--- Quoted text ---

Service & host check orphaned

2,045 views
Skip to first unread message

Mejo

unread,
Jul 28, 2013, 6:50:32 AM7/28/13
to mod_g...@googlegroups.com
I have a Nagios XI server monitoring 648 hosts and 23490 services with the help of one gearman worker running on another server. Everything was working as expected for weeks but I started getting service and host check orphaned messages in the logs since a few days ago.

I have gone through a lot of messages on this forum and tried different things but I can't seem to narrow down or fix the issue. 

What I have noticed is whenever I restart Nagios, the worker picks up a lot of work which it executes, but then after a few minutes it stop doing anything. I can only see the following in the logs then:

[2013-07-28 16:05:38][6006][DEBUG] child started with pid: 6006
[2013-07-28 16:05:38][6007][DEBUG] child started with pid: 6007
[2013-07-28 16:05:38][6008][DEBUG] child started with pid: 6008
[2013-07-28 16:05:38][6009][DEBUG] child started with pid: 6009
[2013-07-28 16:05:38][6005][DEBUG] child started with pid: 6005
[2013-07-28 16:05:39][6010][DEBUG] child started with pid: 6010
[2013-07-28 16:05:40][6011][DEBUG] child started with pid: 6011


The following are my configuration files. I have made a lot of changes to see if I can fix the issue but that could have made matters worse.

---

▸ **Goal 1**
From the forum post about orphaned Nagios checks, copy the passage between "2,045 views" and "few days ago.", inclusive.
▸ **Goal 2**
Using the forum post about orphaned Nagios checks, answer yes or no for each statement below, and quote the words that decide it. (a) The Nagios XI server monitors 648 hosts. (b) The gearman worker runs on the same server as Nagios XI. (c) The orphaned check messages began showing up in the logs a few days ago.

--- Given data ---

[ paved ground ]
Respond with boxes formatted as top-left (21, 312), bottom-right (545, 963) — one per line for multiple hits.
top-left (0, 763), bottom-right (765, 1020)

---

▸ **Result 1**
2,045 views
Skip to first unread message

Mejo

unread,
Jul 28, 2013, 6:50:32 AM7/28/13
to mod_g...@googlegroups.com
I have a Nagios XI server monitoring 648 hosts and 23490 services with the help of one gearman worker running on another server. Everything was working as expected for weeks but I started getting service and host check orphaned messages in the logs since a few days ago.

▸ **Result 2**
(a) Yes: "monitoring 648 hosts and 23490 services"
(b) No: "one gearman worker running on another server"
(c) Yes: "I started getting service and host check orphaned messages in the logs since a few days ago"